• QUESTIONS TO ANSWER
A – For the commentary on institutional abuse scandals, decide whether each statement agrees with it: (i) reporters who use hotlines always agree to meet with investigators; (ii) Mike McQueary at Penn State is cited in connection with retaliation; (iii) Tom Izzo is named among those who should not be bigger than the institution. Answer yes or no for each and quote the deciding words.
B – Retype the commentary on institutional abuse scandals word for word, starting at "The second question, equally" and ending at "Or not enough.".

The second question, equally compelling, is why these patterns of behavior seem to go on an not get hit head on with a sledgehammer and stopped?  Why don't people want to stand up and take on the odd behavior of a Jerry Sandusky, the sexual assault culture at Baylor, the molestation/assault culture at Michigan State?  People saw the behavior, they saw the signs, they knw things were going on and yet, they did nothing.  Or not enough.


I have given this some thought and posit that it takes a lot of courage to stand up because of a few factors.  First, you don't know if you will be believed.  Second, you don't know if you will be retaliated against (look into what happened to Mike McQueary at Penn State) or whether you will be committing career suicide, because who wants to hire a whistleblower?  Third, you don't want to risk losing all the trappings of your job -- the 401(k) or 403(b) match for your retirement funds, the defined contribution that a university makes to your retirement account, the tuition support for your kids' tuition, your tenure and rank at the institution.  Or you think that taking a stand is above your pay grade -- it is for someone else to do.  Or you think that others must know and are looking into it.  Finally, most people hate conflict, like going home to their comfortable chair, big-screen television and ice cream at night.  They like being comfortable, and raising an issue this serious is very uncomfortable.  And for some, there is no safety net, no safe landing space. 

All of these factors are plausible.  Many institutions try to build in mechanisms for people to raise complaints.  Hotlines can be very useful if people feel uncomfortable to raise questions in real time and in person.  But hotlines have some baggage -- the reporter at times only wants to go so far and many times does not want to meet with the investigators.  As a result, incidents reported on hotlines can be unsubstantiated, especially if they occur in isolation.  That said, were Michigan State to have gotten numerous reports about Larry Nassar, the odds would have increased dramatically that Michigan State had a Larry Nassar problem and that Larry Nassar had big problems.  Have one person make a claim that investigators cannot substantiate, and, well, it's an unsubstantiated claim.  Have ten people make claims in a concentrated period of time, and most likely there are enough dots to connect and dominos to fall that the likes of Nassar get outed, fired and prosecuted.

There are many great minds in higher education and law enforcement, and they need to partner to figure out solutions so that these affairs do not happen again.  There will be occasional bad incidents -- it is hard to avoid them -- but the goal would be to knock out patterns of behavior before they come patterns and tsunamis of crime to occur before they even become a two-incident trend.  Cultures must change; the money must not corrupt an institution and institutions need to realize that they need to hit incidents head on to protect their reputations as opposed to avoiding them because no one wants to deal with a scandal.  Deal with an incident head on and dispatch with it, and you'll get a reputation for an accountable institution that does things the right way.  Let things go because you don't want to do the right thing or bring embarrassment to the university, well, look at Michigan State right now.  Their brand is damaged, their proverbial ship is listing mightily.  And why?  Because despite many opportunities, no one in authority did anything.  And no one -- not Tom Izzo, not Mark Dantonio, not Larry Nassar -- should be bigger than the institution.  And in this case, MSU let Nassar and his "global" reputation become bigger than the institution to the point where no one would believe that such a legendary figure could be such a predator.  Everyone is accountable; the bigger the name, the higher the standards they should be held to and hold themselves to.  Why?  It's called leadership.  It's called accountability.

[Referring-expression pointing data]
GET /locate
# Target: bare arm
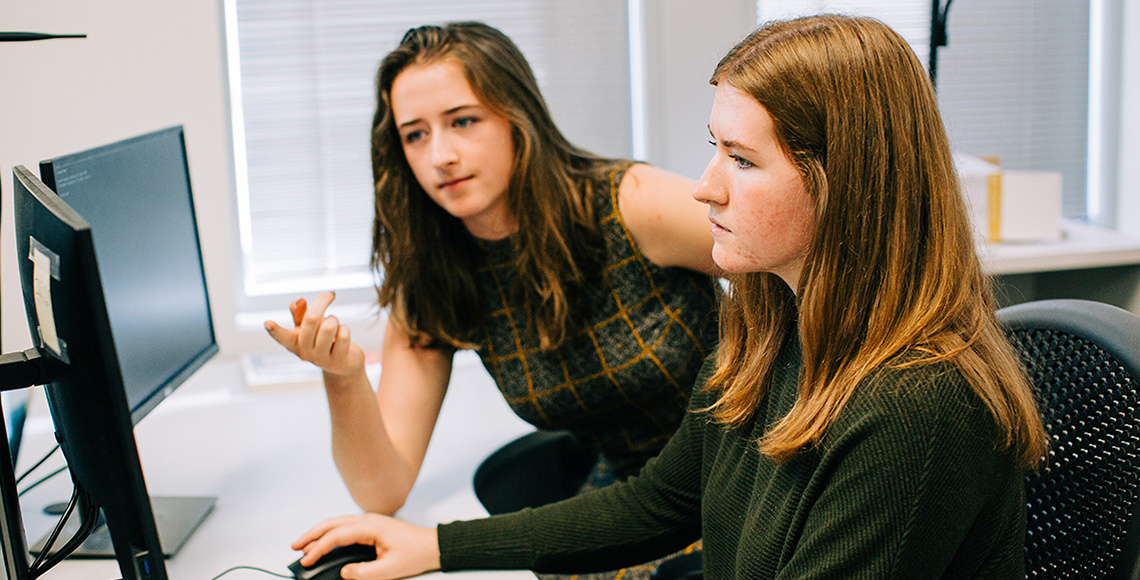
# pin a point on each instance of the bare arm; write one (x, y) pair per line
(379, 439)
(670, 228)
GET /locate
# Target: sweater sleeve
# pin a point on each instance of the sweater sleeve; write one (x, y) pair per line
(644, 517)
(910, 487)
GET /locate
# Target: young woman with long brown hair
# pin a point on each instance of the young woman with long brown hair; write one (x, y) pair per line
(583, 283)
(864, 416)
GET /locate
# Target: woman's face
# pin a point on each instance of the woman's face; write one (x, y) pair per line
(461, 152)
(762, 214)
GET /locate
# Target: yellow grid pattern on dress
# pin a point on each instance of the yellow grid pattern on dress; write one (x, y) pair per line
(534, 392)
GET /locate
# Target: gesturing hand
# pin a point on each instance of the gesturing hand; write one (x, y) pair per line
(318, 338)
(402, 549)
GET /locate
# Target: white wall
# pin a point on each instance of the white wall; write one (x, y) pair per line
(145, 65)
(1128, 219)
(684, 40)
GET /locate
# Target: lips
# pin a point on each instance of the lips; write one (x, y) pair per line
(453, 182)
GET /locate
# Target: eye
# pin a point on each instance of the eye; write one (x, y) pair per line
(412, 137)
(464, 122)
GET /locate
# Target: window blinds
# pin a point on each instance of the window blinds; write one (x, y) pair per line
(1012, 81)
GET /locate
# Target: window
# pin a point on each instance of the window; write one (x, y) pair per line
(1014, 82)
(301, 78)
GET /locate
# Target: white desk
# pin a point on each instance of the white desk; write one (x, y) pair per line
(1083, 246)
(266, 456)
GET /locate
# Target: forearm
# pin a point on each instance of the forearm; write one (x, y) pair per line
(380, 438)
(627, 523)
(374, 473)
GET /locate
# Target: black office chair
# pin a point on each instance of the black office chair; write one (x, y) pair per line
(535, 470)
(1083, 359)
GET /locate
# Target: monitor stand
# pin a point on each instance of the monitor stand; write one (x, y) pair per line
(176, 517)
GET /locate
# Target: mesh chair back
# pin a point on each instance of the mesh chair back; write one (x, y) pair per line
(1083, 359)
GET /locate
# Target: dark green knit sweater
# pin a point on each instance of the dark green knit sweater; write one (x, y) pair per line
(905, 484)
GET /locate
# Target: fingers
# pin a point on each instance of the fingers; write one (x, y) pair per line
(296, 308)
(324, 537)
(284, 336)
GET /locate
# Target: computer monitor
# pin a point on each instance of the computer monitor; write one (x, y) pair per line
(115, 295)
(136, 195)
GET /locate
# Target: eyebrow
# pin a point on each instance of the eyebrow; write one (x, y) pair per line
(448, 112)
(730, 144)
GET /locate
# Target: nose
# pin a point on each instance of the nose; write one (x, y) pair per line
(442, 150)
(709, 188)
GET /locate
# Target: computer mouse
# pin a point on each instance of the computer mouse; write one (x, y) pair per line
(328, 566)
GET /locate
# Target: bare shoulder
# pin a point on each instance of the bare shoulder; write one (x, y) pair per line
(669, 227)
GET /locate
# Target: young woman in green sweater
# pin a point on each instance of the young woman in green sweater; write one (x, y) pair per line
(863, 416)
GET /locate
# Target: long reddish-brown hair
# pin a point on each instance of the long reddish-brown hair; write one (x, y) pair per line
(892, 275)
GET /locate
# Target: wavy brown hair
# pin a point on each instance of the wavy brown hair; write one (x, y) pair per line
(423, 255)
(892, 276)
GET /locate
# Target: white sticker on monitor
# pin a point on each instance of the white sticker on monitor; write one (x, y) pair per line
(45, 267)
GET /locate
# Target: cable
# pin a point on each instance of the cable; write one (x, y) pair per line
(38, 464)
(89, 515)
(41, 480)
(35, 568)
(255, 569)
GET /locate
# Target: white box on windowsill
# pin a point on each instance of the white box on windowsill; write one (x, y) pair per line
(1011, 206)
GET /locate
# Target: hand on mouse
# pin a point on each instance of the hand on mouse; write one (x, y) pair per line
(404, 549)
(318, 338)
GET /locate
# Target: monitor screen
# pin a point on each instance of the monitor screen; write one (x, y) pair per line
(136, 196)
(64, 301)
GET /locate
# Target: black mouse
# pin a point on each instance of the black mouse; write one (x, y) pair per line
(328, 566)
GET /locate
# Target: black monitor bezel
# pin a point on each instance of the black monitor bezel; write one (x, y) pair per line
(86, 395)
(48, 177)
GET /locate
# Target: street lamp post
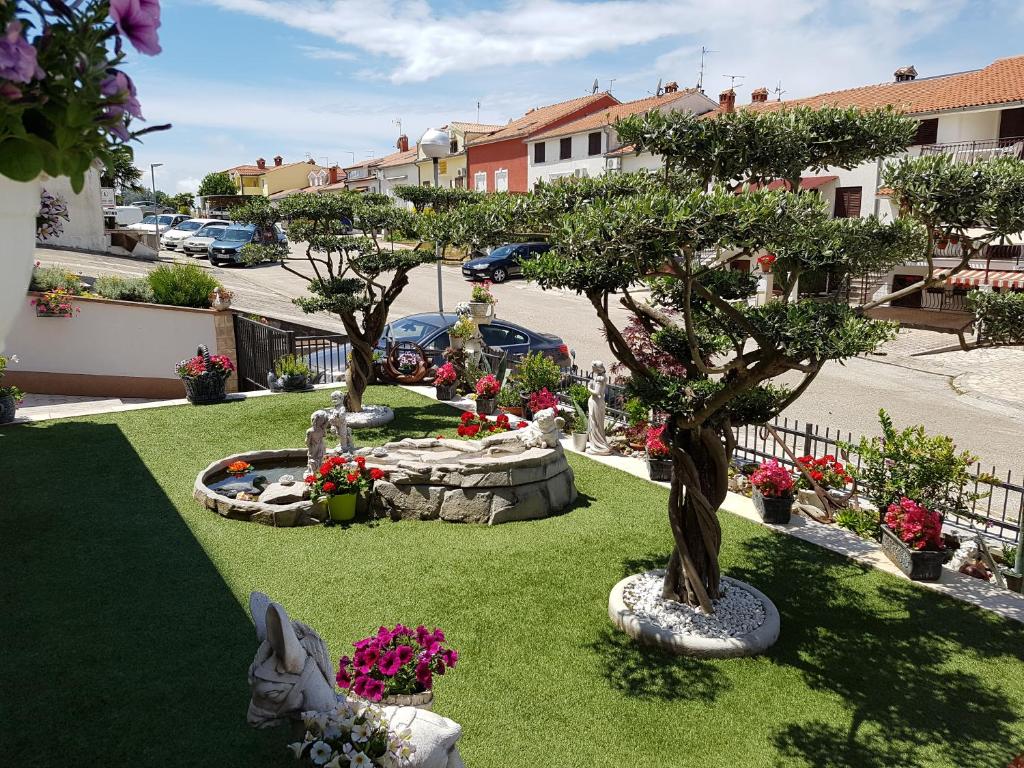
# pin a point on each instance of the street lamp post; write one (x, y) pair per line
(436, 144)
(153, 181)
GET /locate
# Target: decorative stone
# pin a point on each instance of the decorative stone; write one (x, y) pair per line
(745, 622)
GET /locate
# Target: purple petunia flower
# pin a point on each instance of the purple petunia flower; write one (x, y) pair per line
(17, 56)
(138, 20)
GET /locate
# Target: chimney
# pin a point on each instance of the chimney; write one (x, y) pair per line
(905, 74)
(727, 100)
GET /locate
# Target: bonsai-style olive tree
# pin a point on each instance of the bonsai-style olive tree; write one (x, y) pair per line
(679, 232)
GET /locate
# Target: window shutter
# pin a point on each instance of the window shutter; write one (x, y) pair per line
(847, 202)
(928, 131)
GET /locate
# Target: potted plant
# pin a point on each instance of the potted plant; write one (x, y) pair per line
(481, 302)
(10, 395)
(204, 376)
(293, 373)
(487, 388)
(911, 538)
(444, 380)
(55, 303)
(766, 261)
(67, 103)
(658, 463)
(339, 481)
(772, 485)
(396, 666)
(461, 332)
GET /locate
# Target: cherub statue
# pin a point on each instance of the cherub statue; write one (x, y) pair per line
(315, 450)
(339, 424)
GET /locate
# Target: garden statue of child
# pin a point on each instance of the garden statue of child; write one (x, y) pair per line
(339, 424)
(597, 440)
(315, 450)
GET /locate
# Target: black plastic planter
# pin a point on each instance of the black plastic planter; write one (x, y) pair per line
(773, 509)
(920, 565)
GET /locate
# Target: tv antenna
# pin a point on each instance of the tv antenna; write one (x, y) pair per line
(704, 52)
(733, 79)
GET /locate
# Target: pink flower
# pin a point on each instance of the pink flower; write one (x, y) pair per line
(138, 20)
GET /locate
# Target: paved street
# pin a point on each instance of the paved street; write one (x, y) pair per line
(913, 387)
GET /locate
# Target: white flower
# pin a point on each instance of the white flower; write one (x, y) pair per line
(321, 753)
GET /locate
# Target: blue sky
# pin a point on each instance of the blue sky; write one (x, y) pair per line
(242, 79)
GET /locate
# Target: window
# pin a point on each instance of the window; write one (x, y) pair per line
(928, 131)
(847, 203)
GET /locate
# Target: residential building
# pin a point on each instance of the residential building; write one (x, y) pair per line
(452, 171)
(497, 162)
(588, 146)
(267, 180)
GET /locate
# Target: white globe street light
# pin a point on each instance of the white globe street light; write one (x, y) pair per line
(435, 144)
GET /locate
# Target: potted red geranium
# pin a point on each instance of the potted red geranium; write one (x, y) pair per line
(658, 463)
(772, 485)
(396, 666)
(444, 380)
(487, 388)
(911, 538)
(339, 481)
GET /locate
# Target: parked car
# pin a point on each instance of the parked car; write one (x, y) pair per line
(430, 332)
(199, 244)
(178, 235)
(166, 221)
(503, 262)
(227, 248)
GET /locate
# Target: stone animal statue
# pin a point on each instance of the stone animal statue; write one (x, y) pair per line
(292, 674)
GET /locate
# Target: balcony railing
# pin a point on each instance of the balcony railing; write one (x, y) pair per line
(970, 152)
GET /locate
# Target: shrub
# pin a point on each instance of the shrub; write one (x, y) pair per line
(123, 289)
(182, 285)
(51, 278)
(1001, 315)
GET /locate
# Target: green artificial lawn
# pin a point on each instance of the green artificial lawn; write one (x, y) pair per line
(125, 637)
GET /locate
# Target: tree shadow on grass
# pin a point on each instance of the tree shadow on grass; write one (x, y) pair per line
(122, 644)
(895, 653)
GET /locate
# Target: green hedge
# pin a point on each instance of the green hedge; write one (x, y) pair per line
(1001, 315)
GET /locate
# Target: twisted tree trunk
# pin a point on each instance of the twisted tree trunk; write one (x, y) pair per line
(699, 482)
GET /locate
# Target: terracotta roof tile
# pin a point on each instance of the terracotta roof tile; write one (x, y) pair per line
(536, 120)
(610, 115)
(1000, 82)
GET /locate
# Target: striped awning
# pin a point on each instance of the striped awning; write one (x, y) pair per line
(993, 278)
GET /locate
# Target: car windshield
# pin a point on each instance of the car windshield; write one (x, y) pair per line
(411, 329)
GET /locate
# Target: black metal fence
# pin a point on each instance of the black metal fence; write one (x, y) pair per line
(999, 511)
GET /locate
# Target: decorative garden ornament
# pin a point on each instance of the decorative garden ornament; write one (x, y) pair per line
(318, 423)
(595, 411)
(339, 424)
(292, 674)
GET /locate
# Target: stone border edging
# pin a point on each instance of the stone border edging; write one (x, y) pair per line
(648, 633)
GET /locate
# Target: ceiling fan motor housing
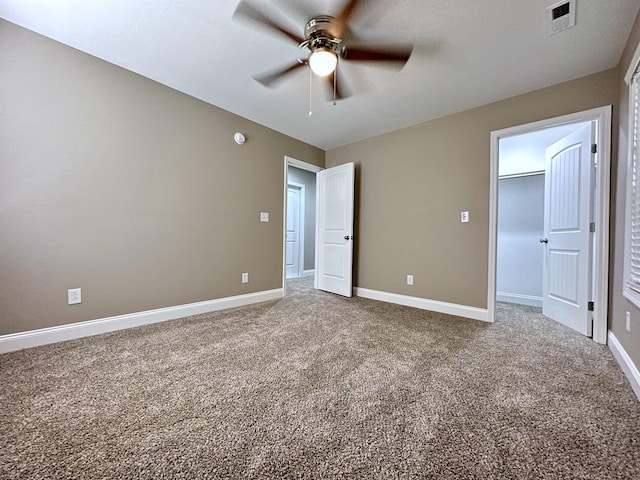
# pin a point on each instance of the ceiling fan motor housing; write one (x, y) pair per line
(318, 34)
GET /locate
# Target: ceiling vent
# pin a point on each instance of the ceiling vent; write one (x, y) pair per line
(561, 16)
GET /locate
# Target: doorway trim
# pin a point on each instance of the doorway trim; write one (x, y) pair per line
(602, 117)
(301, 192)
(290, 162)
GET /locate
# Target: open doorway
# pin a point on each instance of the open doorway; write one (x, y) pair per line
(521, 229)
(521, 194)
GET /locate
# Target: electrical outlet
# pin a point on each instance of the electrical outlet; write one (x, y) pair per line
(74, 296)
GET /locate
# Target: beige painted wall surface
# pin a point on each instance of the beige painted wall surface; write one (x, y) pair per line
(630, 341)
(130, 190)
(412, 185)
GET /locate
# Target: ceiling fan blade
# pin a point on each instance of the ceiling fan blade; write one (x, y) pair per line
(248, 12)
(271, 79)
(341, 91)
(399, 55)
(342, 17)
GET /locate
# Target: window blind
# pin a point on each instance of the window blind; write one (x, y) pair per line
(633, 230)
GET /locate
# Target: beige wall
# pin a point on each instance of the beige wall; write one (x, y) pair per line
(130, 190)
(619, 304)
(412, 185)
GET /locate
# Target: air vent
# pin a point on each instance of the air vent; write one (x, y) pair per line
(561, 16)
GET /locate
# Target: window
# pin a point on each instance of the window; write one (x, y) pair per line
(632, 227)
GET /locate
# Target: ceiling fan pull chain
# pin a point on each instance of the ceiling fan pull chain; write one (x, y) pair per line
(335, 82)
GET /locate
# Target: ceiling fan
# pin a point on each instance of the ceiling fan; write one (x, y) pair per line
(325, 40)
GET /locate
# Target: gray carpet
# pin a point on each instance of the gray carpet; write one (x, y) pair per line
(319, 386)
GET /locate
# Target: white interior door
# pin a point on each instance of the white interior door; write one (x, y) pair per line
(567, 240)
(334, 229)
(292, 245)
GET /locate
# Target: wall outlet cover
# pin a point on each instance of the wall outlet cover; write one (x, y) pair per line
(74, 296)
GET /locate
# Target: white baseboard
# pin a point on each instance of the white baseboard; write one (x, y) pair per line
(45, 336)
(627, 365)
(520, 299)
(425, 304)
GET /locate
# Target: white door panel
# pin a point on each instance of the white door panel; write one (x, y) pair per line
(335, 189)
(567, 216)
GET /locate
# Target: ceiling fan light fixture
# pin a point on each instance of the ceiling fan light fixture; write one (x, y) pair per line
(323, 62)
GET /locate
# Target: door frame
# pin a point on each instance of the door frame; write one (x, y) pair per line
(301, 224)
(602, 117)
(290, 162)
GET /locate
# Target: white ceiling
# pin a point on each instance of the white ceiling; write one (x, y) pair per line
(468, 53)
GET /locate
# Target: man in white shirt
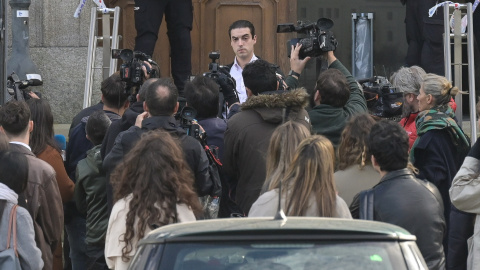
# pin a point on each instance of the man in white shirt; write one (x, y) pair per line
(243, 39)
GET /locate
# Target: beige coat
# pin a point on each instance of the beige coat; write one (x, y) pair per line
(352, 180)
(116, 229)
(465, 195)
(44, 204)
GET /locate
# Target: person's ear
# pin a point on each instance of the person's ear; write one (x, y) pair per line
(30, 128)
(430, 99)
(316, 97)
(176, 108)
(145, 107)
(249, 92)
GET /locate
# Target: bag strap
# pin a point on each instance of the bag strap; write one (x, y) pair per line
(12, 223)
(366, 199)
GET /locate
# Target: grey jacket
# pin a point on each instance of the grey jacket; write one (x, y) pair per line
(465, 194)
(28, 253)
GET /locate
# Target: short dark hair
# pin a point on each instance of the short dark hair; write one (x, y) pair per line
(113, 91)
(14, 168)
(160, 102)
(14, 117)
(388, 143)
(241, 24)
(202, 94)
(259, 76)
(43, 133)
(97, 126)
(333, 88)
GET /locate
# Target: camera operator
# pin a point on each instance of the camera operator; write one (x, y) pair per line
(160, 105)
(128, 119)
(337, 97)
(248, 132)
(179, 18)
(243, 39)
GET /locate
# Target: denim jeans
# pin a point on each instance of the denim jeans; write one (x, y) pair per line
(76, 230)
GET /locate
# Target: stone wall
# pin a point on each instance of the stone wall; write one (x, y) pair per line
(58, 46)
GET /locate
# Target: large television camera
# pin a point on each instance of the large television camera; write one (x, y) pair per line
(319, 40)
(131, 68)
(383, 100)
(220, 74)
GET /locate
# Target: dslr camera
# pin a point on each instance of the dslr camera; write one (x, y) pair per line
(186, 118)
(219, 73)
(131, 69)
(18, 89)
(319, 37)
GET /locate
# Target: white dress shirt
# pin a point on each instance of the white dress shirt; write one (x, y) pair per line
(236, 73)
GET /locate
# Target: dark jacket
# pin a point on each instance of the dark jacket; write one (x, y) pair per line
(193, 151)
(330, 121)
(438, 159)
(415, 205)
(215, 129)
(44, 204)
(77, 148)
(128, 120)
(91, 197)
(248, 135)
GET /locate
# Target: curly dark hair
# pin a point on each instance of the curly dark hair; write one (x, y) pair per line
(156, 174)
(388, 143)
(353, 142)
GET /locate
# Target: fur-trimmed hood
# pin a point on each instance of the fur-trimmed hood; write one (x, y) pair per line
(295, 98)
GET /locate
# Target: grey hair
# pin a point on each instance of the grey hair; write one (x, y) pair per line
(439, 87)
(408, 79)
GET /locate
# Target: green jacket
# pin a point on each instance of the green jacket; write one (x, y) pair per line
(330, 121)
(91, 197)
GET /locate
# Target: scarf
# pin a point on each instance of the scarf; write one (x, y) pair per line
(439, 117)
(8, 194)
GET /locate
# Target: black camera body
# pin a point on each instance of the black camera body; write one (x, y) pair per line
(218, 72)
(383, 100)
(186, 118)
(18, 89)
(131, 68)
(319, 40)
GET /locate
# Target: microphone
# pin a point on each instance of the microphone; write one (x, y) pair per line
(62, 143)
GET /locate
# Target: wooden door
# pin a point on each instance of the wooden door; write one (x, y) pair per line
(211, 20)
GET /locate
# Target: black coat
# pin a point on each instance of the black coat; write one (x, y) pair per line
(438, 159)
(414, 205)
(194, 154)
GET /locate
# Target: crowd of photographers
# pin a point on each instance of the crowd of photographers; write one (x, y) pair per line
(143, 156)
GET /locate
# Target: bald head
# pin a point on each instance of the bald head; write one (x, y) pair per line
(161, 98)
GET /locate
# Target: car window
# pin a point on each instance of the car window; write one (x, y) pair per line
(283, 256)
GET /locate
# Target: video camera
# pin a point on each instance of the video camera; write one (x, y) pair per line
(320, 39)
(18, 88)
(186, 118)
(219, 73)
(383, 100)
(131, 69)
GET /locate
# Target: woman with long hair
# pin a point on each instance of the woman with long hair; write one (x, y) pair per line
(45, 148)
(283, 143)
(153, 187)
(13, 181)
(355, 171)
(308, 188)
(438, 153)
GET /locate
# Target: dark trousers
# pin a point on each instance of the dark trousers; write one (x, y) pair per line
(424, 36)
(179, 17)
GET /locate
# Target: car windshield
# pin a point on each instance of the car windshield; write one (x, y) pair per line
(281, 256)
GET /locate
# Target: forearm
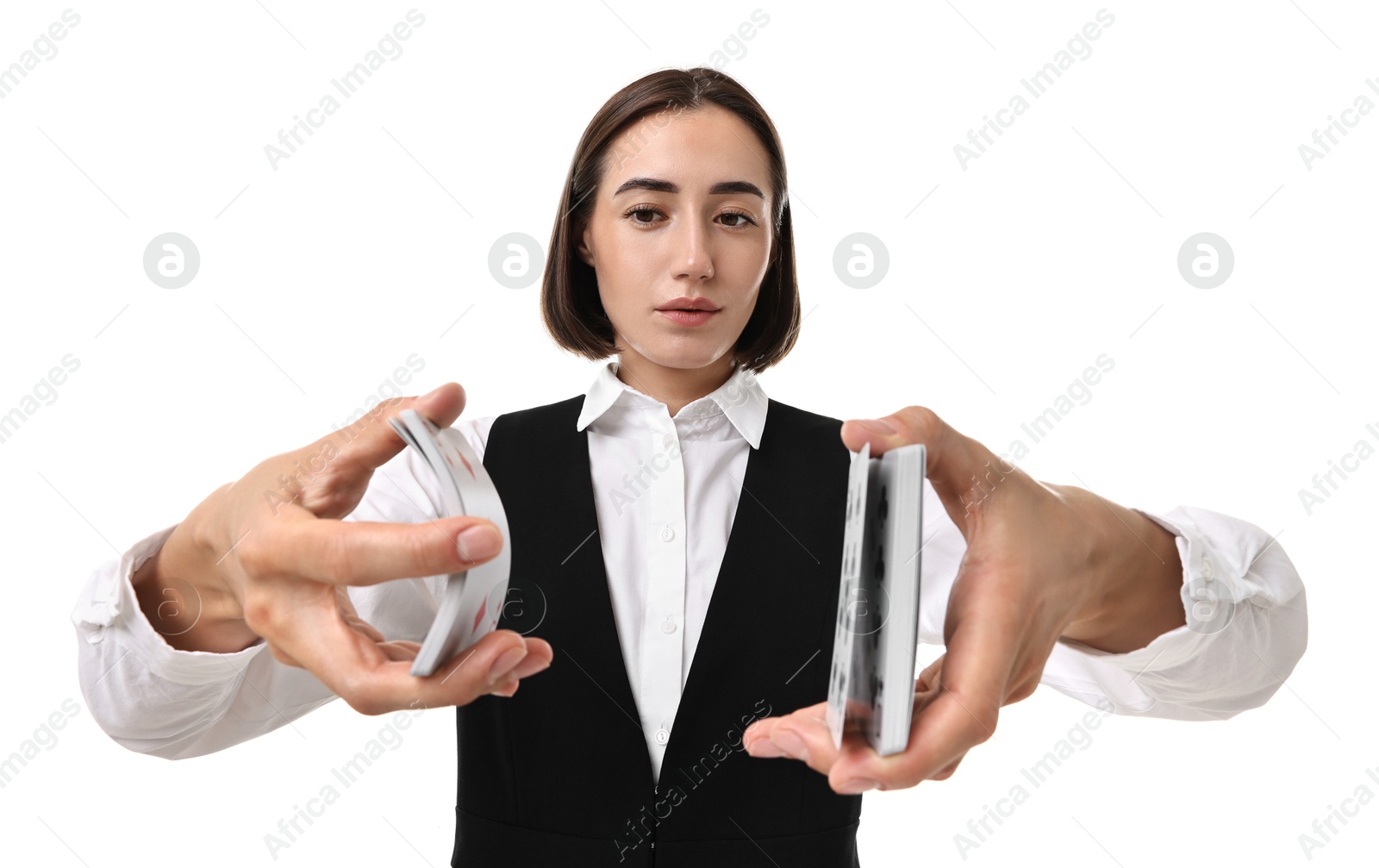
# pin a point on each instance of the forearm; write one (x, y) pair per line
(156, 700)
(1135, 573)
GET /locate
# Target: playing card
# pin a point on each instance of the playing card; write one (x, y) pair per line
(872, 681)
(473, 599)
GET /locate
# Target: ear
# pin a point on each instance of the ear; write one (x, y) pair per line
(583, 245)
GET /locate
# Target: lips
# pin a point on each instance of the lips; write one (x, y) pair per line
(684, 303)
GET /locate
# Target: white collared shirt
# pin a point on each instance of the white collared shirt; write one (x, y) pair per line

• RESULTS
A –
(i) No: "many times does not want to meet with the investigators"
(ii) Yes: "look into what happened to Mike McQueary at Penn State"
(iii) Yes: "And no one -- not Tom Izzo, not Mark Dantonio, not Larry Nassar -- should be bigger than the institution."

B –
The second question, equally compelling, is why these patterns of behavior seem to go on an not get hit head on with a sledgehammer and stopped?  Why don't people want to stand up and take on the odd behavior of a Jerry Sandusky, the sexual assault culture at Baylor, the molestation/assault culture at Michigan State?  People saw the behavior, they saw the signs, they knw things were going on and yet, they did nothing.  Or not enough.